- What this task involves -
Repeat each of these records exactly.

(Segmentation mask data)
((
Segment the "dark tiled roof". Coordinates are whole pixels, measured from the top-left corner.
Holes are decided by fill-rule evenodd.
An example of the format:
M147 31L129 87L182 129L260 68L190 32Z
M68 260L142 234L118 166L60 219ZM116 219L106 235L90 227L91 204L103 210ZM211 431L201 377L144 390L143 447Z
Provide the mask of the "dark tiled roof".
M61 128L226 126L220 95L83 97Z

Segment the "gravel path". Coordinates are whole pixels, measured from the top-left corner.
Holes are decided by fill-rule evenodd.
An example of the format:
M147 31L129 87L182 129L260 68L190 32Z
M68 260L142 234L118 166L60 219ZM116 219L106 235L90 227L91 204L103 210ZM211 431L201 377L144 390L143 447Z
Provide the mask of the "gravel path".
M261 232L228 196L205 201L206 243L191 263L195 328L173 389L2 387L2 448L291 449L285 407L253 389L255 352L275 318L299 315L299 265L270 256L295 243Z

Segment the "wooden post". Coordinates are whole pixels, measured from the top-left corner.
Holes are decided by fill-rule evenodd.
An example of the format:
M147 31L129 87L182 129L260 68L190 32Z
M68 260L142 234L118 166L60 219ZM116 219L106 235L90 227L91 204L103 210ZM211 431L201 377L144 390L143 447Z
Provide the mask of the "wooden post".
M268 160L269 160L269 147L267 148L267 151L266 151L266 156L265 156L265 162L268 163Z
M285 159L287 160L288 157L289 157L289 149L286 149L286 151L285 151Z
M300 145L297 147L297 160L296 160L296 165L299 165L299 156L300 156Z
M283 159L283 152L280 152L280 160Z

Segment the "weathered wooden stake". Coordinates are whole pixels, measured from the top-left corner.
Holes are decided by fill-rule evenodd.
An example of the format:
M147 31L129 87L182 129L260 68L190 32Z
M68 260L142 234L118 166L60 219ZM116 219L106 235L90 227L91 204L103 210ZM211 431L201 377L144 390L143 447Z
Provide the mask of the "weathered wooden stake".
))
- Written solution -
Segment the "dark tiled roof". Coordinates are whole pixels, measured from the top-left corner.
Holes are decided by fill-rule evenodd.
An example of the format:
M147 31L129 87L182 129L260 68L190 32Z
M68 260L142 234L118 166L60 219ZM116 219L106 235L90 227L91 204L103 210ZM211 431L201 377L144 390L143 447Z
Provide the mask of the "dark tiled roof".
M61 128L226 126L220 95L83 97Z

Segment the "gravel path". Coordinates are whole pixels, measured from the top-left corner.
Holes are decided by fill-rule evenodd.
An example of the format:
M147 31L129 87L182 129L260 68L190 32Z
M68 260L142 234L118 166L60 219ZM116 219L106 235L90 227L91 204L103 210ZM211 431L201 377L144 390L143 447Z
Provide the mask of the "gravel path".
M261 232L228 196L205 201L206 243L191 263L195 328L173 389L2 387L2 448L291 449L285 407L253 389L255 352L275 318L299 315L299 265L270 256L295 243Z

Segment the "wooden post". Coordinates are whole pixels, measured from the top-left corner.
Holes are decided by fill-rule evenodd.
An example of the format:
M147 31L129 87L182 129L260 68L190 32Z
M68 260L142 234L118 166L60 219ZM116 219L106 235L90 227L91 204L103 210ZM211 431L201 377L144 390L143 447Z
Provide the mask of the "wooden post".
M268 160L269 160L269 147L267 148L267 151L266 151L266 156L265 156L265 162L268 163Z
M285 159L287 160L288 157L289 157L289 149L286 149L286 151L285 151Z
M300 145L297 147L297 160L296 160L296 165L299 165L299 156L300 156Z
M283 159L283 152L280 152L280 160Z

Segment the "weathered wooden stake". Coordinates are whole pixels, measured from the top-left corner.
Holes are decided by fill-rule evenodd.
An example of the format:
M147 31L129 87L182 129L260 68L190 32Z
M68 260L142 234L118 166L60 219ZM116 219L106 235L90 227L91 204L103 210ZM211 431L201 377L144 390L143 447Z
Provide the mask of the "weathered wooden stake".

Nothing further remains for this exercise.